Information supplied
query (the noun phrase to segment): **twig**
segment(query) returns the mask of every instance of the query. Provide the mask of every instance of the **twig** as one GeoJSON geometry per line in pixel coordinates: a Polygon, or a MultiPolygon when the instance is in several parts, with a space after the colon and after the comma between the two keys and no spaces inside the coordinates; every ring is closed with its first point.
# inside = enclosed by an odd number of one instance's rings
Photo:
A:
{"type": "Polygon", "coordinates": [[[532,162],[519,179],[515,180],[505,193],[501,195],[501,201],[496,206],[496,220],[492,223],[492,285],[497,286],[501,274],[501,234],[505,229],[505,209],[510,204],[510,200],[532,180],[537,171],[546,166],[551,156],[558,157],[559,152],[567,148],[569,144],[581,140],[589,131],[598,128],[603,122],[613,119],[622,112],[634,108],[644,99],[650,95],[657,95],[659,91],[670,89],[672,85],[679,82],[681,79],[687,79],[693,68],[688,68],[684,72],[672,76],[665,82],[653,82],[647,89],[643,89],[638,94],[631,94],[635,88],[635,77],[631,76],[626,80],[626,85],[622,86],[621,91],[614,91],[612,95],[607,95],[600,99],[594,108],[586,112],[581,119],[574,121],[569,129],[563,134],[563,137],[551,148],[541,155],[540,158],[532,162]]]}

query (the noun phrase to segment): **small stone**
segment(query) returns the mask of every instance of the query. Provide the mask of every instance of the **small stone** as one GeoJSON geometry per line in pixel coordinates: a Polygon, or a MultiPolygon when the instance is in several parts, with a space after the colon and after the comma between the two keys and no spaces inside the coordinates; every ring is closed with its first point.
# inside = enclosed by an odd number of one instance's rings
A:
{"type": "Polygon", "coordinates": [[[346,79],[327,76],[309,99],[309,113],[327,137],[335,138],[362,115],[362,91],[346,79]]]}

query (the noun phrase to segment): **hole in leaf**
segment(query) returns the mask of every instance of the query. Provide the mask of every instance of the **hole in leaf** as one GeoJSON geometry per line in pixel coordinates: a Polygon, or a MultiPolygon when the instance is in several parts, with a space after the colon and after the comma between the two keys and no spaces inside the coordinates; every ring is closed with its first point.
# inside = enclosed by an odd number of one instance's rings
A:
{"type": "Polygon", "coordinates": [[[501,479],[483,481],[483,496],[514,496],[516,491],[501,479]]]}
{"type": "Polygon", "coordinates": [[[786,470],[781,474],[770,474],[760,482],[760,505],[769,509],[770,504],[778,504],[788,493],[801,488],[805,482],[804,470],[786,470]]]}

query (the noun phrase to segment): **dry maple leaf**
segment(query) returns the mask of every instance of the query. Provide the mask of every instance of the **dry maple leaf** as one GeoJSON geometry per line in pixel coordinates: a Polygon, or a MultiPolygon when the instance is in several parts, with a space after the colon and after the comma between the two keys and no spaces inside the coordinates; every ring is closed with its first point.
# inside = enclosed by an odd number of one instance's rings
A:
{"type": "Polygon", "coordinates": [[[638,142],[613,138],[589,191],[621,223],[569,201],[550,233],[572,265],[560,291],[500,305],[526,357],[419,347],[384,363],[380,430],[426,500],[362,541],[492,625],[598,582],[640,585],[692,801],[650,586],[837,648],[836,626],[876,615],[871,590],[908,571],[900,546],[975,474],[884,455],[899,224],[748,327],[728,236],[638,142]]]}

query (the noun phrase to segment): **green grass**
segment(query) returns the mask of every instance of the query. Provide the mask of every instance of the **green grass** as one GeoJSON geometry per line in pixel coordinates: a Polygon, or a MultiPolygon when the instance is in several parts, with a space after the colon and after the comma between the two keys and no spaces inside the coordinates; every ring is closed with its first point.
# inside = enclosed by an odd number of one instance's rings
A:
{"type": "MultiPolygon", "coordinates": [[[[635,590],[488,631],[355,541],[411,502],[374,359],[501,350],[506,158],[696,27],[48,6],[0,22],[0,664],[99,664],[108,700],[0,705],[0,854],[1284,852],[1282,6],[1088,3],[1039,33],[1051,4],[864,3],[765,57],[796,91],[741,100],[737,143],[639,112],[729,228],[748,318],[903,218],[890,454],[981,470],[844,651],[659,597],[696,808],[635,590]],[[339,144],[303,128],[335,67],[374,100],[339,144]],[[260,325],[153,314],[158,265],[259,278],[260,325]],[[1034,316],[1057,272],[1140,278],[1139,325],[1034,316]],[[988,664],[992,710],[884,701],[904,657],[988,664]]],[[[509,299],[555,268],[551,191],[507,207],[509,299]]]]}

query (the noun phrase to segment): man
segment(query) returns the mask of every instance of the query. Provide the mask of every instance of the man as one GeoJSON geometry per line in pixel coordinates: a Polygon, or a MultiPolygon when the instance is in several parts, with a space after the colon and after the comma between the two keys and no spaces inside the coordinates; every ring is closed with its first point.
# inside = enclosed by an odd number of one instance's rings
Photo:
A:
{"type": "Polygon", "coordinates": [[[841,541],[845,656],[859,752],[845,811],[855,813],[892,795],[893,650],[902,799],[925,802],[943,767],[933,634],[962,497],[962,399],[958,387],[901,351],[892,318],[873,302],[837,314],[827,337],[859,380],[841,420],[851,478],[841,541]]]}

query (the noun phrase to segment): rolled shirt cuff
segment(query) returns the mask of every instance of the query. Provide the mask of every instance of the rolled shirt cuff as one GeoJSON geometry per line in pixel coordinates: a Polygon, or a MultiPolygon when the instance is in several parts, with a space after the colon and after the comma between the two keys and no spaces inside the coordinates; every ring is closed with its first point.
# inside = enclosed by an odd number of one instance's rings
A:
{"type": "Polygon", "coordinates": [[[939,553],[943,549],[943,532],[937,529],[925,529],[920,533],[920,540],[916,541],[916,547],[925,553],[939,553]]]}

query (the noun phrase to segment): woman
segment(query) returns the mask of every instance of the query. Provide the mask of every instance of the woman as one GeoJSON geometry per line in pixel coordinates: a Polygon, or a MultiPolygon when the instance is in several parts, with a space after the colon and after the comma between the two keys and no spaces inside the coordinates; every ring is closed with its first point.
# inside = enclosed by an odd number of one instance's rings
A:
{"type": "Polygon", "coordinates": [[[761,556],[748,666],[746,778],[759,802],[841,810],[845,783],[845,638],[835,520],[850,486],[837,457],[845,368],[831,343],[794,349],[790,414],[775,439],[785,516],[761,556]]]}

Instructions to follow
Repeat the data precisely, reproducing every entry.

Solution to this exercise
query (the noun phrase to segment): **twig**
segment(query) returns the mask of every instance of the query. Provide the mask of every instance of the **twig** as one GeoJSON geometry per line in pixel coordinates: a Polygon, or a MultiPolygon when the instance is in several parts, with a space after the colon and after the comma between the two keys and no spaces inside the coordinates; every ring is closed with its first point.
# inside = enclosed by an odd number of one instance's rings
Photo:
A:
{"type": "Polygon", "coordinates": [[[532,162],[519,179],[515,180],[505,193],[501,195],[501,201],[496,206],[496,220],[492,223],[492,285],[497,286],[501,274],[501,234],[505,229],[505,209],[510,204],[510,200],[532,180],[537,171],[546,166],[551,156],[558,157],[559,152],[567,148],[569,144],[581,140],[589,131],[598,128],[603,122],[613,119],[622,112],[634,108],[644,99],[650,95],[657,95],[659,91],[670,89],[672,85],[679,82],[681,79],[687,79],[693,68],[688,68],[684,72],[672,76],[665,82],[653,82],[647,89],[643,89],[638,94],[631,94],[635,88],[635,77],[631,76],[626,80],[626,85],[622,86],[621,91],[614,91],[612,95],[607,95],[600,99],[594,108],[586,112],[581,119],[574,121],[569,129],[563,134],[563,137],[551,148],[541,155],[540,158],[532,162]]]}

query (the noun phrase to segment): **small stone**
segment(query) returns the mask of every instance of the query. Provide the mask of every instance of the **small stone** as one GeoJSON geometry per line in pixel coordinates: a Polygon, or a MultiPolygon when the instance is in several parts, with a space after the colon and after the comma between the two keys and no spaces inside the coordinates; every ring is closed with its first point.
# inside = enclosed by an odd number of one instance's rings
A:
{"type": "Polygon", "coordinates": [[[346,79],[327,76],[309,99],[309,113],[327,137],[335,138],[362,115],[362,91],[346,79]]]}

query (the noun phrase to segment): **hole in leaf**
segment(query) returns the mask of every instance of the query. Provide the mask of every instance of the **hole in leaf** as one GeoJSON geometry per line in pixel coordinates: a Polygon, or a MultiPolygon when the instance is in several parts, with a space after the colon and after the comma between the two keys and no spaces inside the coordinates; every ring is closed with its first point.
# inside = enclosed by an odd number of one instance's rings
A:
{"type": "Polygon", "coordinates": [[[501,479],[483,481],[483,496],[514,496],[516,491],[501,479]]]}
{"type": "Polygon", "coordinates": [[[786,470],[781,474],[770,474],[760,482],[760,505],[769,509],[770,504],[778,504],[788,493],[801,488],[805,482],[804,470],[786,470]]]}

query (the noun phrase to segment): **dry maple leaf**
segment(query) returns the mask of every instance of the query. Provide the mask of every instance of the **dry maple leaf** as one GeoJSON geometry per line in pixel coordinates: a Polygon, or a MultiPolygon when the instance is in several parts, with a space after the colon and after the comma between the two keys and no spaces inside the coordinates; every ring is closed with its first point.
# inside = enclosed by an odd number of one instance's rings
A:
{"type": "Polygon", "coordinates": [[[638,142],[613,138],[589,191],[621,223],[569,201],[550,233],[572,265],[560,291],[500,305],[526,357],[419,347],[384,363],[380,430],[426,500],[362,541],[492,625],[598,582],[640,585],[692,801],[650,586],[837,648],[836,626],[876,615],[871,590],[908,571],[900,546],[975,474],[884,455],[899,224],[748,327],[728,236],[638,142]]]}

query (the noun phrase to segment): **green grass**
segment(query) returns the mask of every instance of the query. Provide the mask of every instance of the **green grass** as one GeoJSON geometry per line in pixel coordinates: a Polygon, or a MultiPolygon when the instance is in several parts, with a space after the colon and after the comma between the two keys and no spaces inside the coordinates; every ring is closed with its first point.
# inside = enclosed by an odd number of one instance's rings
A:
{"type": "MultiPolygon", "coordinates": [[[[635,590],[488,631],[355,541],[411,502],[374,359],[501,350],[506,158],[696,27],[48,6],[0,22],[0,664],[99,664],[108,700],[0,705],[0,854],[1284,852],[1282,6],[1088,3],[1039,33],[1051,4],[864,3],[765,57],[796,91],[741,100],[737,143],[639,112],[729,228],[748,318],[903,218],[890,454],[981,470],[844,651],[659,597],[696,808],[635,590]],[[339,144],[303,128],[335,67],[374,100],[339,144]],[[260,325],[153,314],[158,265],[259,278],[260,325]],[[1034,316],[1057,272],[1140,278],[1139,325],[1034,316]],[[988,664],[992,710],[884,701],[904,657],[988,664]]],[[[509,299],[555,268],[551,191],[507,207],[509,299]]]]}

query (the noun phrase to segment): man
segment(query) returns the mask of every instance of the query. Provide the mask of every instance of the man as one GeoJSON geometry per line in pixel coordinates: a Polygon, or a MultiPolygon when the instance is in several parts, with a space after the colon and after the comma between the two keys and no spaces inside the coordinates; every ring is closed with its first point.
# inside = enclosed by an odd number of one instance's rings
Photo:
A:
{"type": "Polygon", "coordinates": [[[841,541],[845,656],[859,752],[845,811],[855,813],[892,795],[893,650],[902,799],[925,802],[943,767],[933,634],[962,497],[962,399],[958,387],[901,351],[892,318],[873,302],[837,314],[827,337],[859,380],[841,420],[851,478],[841,541]]]}

query (the noun phrase to segment): rolled shirt cuff
segment(query) returns the mask of every instance of the query. Provide the mask of every instance of the rolled shirt cuff as one GeoJSON geometry per line in pixel coordinates: a Polygon, or a MultiPolygon when the instance is in several parts, with a space after the colon and after the comma between the two keys and no spaces inside the coordinates; every ring is closed with its first point.
# inside = enclosed by an odd number of one instance's rings
A:
{"type": "Polygon", "coordinates": [[[939,553],[943,549],[943,532],[937,529],[925,529],[920,533],[920,540],[916,541],[916,547],[925,553],[939,553]]]}

query (the noun phrase to segment): woman
segment(query) returns the mask of every instance of the query. Provide the mask of every instance of the woman as one GeoJSON geometry per line in pixel coordinates: a Polygon, or a MultiPolygon when the instance is in several parts, with a space after the colon and after the comma between the two keys and no spaces inside the coordinates; every ring is closed with its first point.
# inside = enclosed by an odd number of one instance's rings
A:
{"type": "Polygon", "coordinates": [[[761,556],[748,666],[746,778],[759,802],[841,810],[845,783],[845,638],[835,520],[850,486],[837,457],[845,368],[831,343],[794,349],[790,414],[775,439],[785,516],[761,556]]]}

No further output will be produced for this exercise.